- **Problem 1**:
Please pull out every line of the entries below that contains the string "background", where case counts.

- **Excerpt provided**:
+++

# watermill devon



## spaceinvader (Jun 13, 2009)

hi ,left all the usual exploring stuff at home and just went for a walk,with sandwiches and lashings of ginger beer.and found all this ...been unable to find any history,alough many other mills along this river are all well documented.sorry this is a bit pic heavy but it just got better and better...














































then in one of many out buildings........








loads of other random stuff all over the place








and in the fields around loads of old machines.












oh yes there is also a disused railway close by and some pill boxes..phew.hope this was ok as it is my first try..


----------



## Foxylady (Jun 13, 2009)

Ooooooooooooooh!!! This is fantastic!  Some great details and remains there.
Whereabouts in Devon is this...roughly...and which river is it on?
Excellent find and pics, Spaceinvader.


----------



## spaceinvader (Jun 13, 2009)

hi foxy lady, i think from reading some of your posts it is near you.down the hill from exeter to the village that the bears greet you.walk up the river,past the next village,via the red lion,and its just up stream.


----------



## Foxylady (Jun 13, 2009)

Ah, this might be one of the mills I've been looking for! Do you mean in the Exwick area? There were several there at one time and from research, I discovered that one was demolished and some were either converted or still in use.
Good work.


----------



## spaceinvader (Jun 13, 2009)

ah.no,next river east.been also exploring the exeter ones.tis a bit complicated in exeter.cricklepit mill is restored and working.only a few hundreds of meters from my girlfriends house but she only found it after living here for 10 years lol.a good place for exeter history i found is http://www.exeterbeerglass.com/
general history but with a hoppy side..cheers


----------



## Foxylady (Jun 13, 2009)

I know where you mean now.  I couldn't understand the 'bears' reference, then it suddenly clicked!  
Cheers for the link. The one below that I've been using is also very useful...great for history and places to look for stuff. 

http://www.exetermemories.co.uk/EM/index.html


----------



## escortmad79 (Jun 13, 2009)

Where is it? Wouldn't mind visiting next time I'm down if I have the time


----------



## Conchords (Jun 13, 2009)

I love watermills, when I've got time I'm planning on building a working scale model of one (probably powered by a hose running down an old piece of plastic gutter), mostly as an exercise in gear ratios


----------



## Black Shuck (Jun 14, 2009)

Nice one all those Classic Cars and farm Machinery as well. I would adore a site like that. Good shots.


----------



## Scrub2000 (Jun 14, 2009)

Great report dude, love the pics!

Nice one!!


----------



## grahamdawlish (Jan 7, 2021)

Where in Devon is this please?


----------



## Wrench (Jan 7, 2021)

grahamdawlish said:


> Where in Devon is this please?


This report is over 11 years old, there is a very good chance its not like this anymore


----------



## Darklldo (Jan 8, 2021)

I wonder if it's worth another visit after all that time? Would be interesting to compare.


----------



## Hayman (Jan 8, 2021)

+++

- **Extracted material**:

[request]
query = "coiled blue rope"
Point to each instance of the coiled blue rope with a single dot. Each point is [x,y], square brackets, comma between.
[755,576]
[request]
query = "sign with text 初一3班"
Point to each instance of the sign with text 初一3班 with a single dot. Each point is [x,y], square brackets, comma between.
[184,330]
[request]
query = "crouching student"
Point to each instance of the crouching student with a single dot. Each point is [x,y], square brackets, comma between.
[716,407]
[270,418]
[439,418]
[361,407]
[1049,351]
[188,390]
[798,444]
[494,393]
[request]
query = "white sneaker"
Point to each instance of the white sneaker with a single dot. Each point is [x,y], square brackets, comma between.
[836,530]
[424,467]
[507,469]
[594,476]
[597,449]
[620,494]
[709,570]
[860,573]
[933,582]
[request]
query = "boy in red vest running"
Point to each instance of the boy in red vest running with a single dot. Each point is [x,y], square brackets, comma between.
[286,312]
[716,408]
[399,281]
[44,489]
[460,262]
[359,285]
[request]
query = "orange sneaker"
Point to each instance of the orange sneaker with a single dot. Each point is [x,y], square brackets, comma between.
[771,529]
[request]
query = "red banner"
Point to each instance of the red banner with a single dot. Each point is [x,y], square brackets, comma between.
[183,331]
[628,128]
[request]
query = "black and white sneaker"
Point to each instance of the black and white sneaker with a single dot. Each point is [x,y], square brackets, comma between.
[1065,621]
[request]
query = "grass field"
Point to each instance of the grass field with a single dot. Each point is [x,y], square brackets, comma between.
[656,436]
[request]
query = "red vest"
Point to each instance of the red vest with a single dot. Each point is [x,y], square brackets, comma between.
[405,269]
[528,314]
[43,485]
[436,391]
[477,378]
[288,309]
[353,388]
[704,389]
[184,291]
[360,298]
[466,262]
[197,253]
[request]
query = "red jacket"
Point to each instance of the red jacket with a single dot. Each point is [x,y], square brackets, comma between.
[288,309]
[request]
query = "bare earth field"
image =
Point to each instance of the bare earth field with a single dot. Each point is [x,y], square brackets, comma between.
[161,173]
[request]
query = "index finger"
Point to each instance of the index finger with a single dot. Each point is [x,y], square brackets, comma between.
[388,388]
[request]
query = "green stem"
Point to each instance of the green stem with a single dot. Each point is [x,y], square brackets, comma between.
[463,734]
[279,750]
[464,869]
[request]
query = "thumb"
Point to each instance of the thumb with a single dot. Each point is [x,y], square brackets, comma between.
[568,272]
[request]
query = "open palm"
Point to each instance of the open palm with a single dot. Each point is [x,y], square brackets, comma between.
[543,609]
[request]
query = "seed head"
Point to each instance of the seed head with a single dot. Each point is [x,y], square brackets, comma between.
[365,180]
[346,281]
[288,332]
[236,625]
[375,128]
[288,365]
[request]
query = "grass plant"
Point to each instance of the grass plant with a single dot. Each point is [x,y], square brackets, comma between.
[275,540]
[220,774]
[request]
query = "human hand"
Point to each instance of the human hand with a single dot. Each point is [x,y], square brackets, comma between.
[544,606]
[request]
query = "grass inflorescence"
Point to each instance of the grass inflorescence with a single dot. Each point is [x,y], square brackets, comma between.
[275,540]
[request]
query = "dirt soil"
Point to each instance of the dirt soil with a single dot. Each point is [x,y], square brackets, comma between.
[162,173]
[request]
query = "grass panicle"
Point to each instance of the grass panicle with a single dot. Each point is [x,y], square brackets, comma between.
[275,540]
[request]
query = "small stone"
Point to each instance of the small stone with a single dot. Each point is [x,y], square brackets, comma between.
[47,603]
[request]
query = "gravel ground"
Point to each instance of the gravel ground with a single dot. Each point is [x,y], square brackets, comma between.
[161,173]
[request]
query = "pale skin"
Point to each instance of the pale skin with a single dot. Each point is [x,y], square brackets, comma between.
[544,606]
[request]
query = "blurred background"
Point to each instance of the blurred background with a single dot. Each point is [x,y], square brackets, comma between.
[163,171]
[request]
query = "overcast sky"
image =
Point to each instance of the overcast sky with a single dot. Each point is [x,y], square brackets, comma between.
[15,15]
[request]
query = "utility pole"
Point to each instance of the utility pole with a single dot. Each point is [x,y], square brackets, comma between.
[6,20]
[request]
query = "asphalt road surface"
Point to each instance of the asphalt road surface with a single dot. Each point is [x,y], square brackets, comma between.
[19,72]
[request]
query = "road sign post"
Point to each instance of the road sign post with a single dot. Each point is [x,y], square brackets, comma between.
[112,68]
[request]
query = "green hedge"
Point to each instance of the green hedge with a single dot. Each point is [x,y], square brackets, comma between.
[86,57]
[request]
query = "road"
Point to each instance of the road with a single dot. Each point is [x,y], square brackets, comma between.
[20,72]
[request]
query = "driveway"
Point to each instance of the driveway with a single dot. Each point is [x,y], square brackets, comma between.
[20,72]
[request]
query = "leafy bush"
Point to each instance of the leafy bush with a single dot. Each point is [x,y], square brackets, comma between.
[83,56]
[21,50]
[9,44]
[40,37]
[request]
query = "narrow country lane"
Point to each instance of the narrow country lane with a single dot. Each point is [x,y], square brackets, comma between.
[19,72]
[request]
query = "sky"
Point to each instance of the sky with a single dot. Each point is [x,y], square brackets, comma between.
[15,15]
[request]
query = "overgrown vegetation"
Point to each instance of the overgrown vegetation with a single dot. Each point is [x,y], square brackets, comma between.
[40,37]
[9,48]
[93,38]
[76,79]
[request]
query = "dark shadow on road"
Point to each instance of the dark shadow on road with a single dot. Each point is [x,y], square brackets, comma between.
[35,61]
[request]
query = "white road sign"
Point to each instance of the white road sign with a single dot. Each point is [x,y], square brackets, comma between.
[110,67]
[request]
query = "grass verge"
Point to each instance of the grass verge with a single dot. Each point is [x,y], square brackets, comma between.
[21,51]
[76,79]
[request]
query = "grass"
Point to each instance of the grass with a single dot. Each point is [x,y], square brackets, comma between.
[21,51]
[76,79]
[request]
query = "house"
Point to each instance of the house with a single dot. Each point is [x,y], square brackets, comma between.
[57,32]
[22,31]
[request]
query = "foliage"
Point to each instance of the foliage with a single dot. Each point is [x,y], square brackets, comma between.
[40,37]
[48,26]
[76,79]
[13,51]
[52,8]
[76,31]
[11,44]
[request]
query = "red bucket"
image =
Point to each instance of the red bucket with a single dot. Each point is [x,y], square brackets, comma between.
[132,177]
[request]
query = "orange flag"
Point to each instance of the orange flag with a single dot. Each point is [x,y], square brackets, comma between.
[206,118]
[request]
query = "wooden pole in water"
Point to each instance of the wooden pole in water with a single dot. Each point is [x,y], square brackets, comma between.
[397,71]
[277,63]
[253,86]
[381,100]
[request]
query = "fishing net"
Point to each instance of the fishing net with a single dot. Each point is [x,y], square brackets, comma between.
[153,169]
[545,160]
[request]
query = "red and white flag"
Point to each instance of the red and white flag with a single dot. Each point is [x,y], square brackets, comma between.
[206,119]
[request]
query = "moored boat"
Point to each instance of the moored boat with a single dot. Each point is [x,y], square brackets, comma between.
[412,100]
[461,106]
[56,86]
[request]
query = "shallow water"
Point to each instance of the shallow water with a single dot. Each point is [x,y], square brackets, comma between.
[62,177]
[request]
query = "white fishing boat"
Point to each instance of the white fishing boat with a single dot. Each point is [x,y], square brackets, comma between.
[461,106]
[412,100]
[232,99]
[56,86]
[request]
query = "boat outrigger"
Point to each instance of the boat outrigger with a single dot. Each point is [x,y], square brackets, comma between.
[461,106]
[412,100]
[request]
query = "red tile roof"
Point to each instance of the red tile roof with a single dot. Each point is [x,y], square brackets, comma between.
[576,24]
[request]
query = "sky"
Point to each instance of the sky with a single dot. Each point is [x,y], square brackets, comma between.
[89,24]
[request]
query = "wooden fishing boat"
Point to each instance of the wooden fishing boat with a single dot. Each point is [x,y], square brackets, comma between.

+++

- **Problem 2**:
Duplicate the passage of the forum thread about the Devon watermill word for word, from "and in the fields" up to and including "my first try..".

- **Full solution 1**:
query = "blurred background"
Point to each instance of the blurred background with a single dot. Each point is [x,y], square brackets, comma between.

- **Full solution 2**:
and in the fields around loads of old machines.












oh yes there is also a disused railway close by and some pill boxes..phew.hope this was ok as it is my first try..